**本文抜粋**
==============================

2023年10月1日にインボイス制度が始まりました。以降はインボイス制度に対応した請求書を発行しないと、買手が消費税の仕入税額控除を受けられなくなります。

ここで問題になってくるのが9月分と10月分をまたぐ請求書です。どのように対応すればいいのか分からない人もいるでしょうから、方法を解説します。

この記事は各分野のプロフェッショナルが在籍する団体が執筆を担当しているので、内容は確かです。

2023年10月1日インボイス制度がスタートしました

2023年10月1日インボイス制度が開始されました。これにより、売り手が買手にインボイス(適格請求書)を発行しないと、買手は消費税の仕入税額控除を受けられなくなります。

仕入税額控除とは、消費税の二重課税を防ぐ仕組みです。売上の消費税額から仕入の消費税額を差し引いて納税できる制度。仕入税額控除がないと、買手は売上時と仕入時の両方消費税を納めるほか、仕入れ先も納入時に消費税を納めることになります。

つまり、仕入時の消費税が2回徴収されるということであり、税の取り過ぎになります。また、買手にとっては余分な負担が生じることになります。

==============================

(ラベル付き領域の輪郭項目)
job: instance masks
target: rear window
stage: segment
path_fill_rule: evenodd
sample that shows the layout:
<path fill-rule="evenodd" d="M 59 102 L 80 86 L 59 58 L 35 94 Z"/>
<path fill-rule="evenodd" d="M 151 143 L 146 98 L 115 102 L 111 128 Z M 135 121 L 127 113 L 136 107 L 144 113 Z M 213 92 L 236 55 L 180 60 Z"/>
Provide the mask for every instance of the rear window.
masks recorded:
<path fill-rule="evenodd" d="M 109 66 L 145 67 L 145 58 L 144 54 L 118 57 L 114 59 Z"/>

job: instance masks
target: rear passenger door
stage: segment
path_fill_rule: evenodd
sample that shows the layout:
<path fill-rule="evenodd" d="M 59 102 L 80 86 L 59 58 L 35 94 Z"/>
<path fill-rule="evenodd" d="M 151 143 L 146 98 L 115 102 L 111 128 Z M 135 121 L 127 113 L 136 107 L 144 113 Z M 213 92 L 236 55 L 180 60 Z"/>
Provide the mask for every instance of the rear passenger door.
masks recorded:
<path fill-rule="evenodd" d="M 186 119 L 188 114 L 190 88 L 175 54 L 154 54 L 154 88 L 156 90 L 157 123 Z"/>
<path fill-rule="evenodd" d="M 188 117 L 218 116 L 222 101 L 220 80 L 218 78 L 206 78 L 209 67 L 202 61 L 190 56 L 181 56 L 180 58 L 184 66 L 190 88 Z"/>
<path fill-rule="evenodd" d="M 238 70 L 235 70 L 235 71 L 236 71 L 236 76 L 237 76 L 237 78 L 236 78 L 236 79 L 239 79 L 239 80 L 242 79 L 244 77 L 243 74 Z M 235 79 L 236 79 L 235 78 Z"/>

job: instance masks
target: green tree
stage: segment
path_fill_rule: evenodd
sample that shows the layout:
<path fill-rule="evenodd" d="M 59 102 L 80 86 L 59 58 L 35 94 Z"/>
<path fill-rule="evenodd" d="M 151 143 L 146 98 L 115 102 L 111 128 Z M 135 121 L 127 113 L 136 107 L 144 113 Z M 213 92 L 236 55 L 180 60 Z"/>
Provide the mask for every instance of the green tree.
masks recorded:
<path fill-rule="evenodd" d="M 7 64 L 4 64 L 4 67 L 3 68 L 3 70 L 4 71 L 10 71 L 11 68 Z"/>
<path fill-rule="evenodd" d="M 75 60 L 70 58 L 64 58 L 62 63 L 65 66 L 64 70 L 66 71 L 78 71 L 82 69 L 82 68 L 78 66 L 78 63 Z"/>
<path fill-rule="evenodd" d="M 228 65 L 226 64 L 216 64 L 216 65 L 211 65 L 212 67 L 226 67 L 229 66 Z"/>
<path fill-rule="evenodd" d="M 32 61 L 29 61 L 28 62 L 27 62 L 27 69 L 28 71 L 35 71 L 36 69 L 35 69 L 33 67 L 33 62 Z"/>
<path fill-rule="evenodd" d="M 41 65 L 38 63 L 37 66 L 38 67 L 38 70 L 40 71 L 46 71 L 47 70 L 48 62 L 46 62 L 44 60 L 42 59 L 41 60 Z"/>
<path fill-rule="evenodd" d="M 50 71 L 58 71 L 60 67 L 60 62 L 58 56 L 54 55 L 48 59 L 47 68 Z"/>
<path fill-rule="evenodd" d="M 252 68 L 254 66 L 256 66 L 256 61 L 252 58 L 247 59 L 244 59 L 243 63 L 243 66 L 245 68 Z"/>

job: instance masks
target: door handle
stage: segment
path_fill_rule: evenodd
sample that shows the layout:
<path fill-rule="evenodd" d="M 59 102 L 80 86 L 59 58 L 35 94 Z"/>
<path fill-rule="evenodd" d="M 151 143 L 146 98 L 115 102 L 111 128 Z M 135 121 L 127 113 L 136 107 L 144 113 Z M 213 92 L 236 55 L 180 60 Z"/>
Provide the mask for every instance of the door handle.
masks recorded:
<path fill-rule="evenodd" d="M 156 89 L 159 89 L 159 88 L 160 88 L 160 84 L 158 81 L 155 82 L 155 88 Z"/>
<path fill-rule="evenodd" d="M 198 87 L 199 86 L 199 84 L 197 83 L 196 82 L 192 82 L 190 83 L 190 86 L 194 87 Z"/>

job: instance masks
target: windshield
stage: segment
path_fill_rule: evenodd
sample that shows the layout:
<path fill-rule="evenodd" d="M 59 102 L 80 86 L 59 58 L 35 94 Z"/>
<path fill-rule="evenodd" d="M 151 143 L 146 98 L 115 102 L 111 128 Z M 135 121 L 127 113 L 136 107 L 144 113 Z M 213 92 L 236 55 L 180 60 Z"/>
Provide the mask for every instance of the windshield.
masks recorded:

==============================

**課題一覧**
[1] インボイス制度に関する本文のうち、「2023年10月1日にインボ」から「費税を納めることになります。」までをその語も含めて書き写し、「インボイス制度」を「適格請求書等保存方式」に置き換えよ。
[2] インボイス制度に関する本文によれば、仕入税額控除とはどのような仕組みか答えよ。
[3] インボイス制度に関する本文を、示された最後の文の後から書き継げ。

**解答一覧**
[1]
2023年10月1日に適格請求書等保存方式が始まりました。以降は適格請求書等保存方式に対応した請求書を発行しないと、買手が消費税の仕入税額控除を受けられなくなります。

ここで問題になってくるのが9月分と10月分をまたぐ請求書です。どのように対応すればいいのか分からない人もいるでしょうから、方法を解説します。

この記事は各分野のプロフェッショナルが在籍する団体が執筆を担当しているので、内容は確かです。

2023年10月1日適格請求書等保存方式がスタートしました

2023年10月1日適格請求書等保存方式が開始されました。これにより、売り手が買手にインボイス(適格請求書)を発行しないと、買手は消費税の仕入税額控除を受けられなくなります。

仕入税額控除とは、消費税の二重課税を防ぐ仕組みです。売上の消費税額から仕入の消費税額を差し引いて納税できる制度。仕入税額控除がないと、買手は売上時と仕入時の両方消費税を納めるほか、仕入れ先も納入時に消費税を納めることになります。

[2] 消費税の二重課税を防ぐ仕組みである。

[3]
そのような事態を防ぐのが消費税の仕入税額控除です。具体的な例を図で示しましょう。

ある事業者が3,000円の商品を販売したとします。ここに軽減税率の適用がないとすると、10%分の300円の消費税が課せられます。その事業者が商品を仕入れるときに1,000円支払っていたとすると、消費税は100円。

つまり、事業者が300円の消費税を納めると、仕入時の消費税も含まれてしまうのです。仕入時の消費税は仕入れ先も納めるので、100円分が2回課税されることになります。

それは正しいことではないので、事業者は販売時に支払った消費税から仕入時の消費税を差し引いて、納税するのです。これが仕入税額控除の仕組みです。

しかし、2023年10月1日からは、仕入税額控除を受けるためにインボイス(適格請求書)が必要になりました。売り手が買手にインボイスを発行し、両者が保存しなければいけません。

インボイスが発行されない取引では、仕入税額控除の適用はなくなります。

インボイス対応の請求書はいつの分から?

インボイス対応の請求書は2023年10月1日分から交付することになるのですが、もう少しこの日付について考えてみましょう。

10月1日以降の取引で対象になるもの

2023年10月1日からインボイスを交付することになる取引の対象は次のようなものです。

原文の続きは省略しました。